WRITTEN EXERCISE:
Return, unchanged, every line in the material below that contains the string "shed".

DATA EXTRACT:
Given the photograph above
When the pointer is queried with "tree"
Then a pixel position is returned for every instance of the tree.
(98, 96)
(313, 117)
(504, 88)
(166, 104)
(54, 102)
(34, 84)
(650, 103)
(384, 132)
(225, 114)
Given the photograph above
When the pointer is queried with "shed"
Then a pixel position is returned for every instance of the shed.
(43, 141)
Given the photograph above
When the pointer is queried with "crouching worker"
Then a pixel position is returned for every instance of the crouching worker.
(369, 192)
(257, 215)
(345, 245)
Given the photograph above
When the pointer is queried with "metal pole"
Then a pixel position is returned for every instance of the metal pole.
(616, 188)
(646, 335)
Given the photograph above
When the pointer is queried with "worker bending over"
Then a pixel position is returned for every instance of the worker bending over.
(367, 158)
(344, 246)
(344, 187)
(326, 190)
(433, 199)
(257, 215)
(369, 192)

--

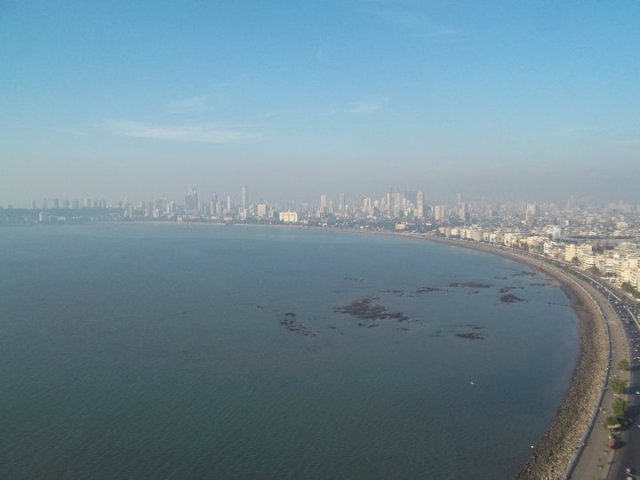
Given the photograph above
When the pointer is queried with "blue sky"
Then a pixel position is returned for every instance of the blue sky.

---

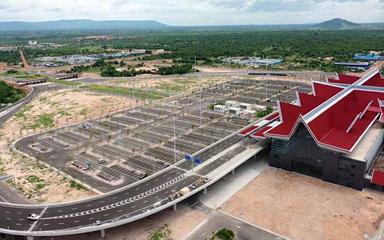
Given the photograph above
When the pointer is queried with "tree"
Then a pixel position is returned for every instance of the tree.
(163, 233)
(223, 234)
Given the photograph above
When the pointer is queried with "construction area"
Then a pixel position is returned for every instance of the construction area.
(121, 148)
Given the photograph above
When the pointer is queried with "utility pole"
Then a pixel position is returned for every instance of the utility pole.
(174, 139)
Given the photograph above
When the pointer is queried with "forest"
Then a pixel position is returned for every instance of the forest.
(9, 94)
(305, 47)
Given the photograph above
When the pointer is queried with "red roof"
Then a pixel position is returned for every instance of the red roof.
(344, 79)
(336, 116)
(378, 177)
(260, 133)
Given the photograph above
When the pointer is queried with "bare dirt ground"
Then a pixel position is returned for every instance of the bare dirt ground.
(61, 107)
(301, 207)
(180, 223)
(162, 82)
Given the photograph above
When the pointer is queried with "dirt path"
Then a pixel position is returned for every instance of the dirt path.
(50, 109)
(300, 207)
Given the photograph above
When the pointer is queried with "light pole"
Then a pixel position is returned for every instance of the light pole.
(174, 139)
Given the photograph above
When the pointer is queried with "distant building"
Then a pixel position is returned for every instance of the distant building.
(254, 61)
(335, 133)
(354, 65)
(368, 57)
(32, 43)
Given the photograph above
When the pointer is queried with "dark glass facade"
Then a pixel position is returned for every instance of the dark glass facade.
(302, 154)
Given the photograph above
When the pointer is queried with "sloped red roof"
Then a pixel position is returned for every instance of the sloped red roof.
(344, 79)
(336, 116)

THE SOLUTION:
When the pointer is queried with "shed"
Then a pixel position is returned for every instance of the shed.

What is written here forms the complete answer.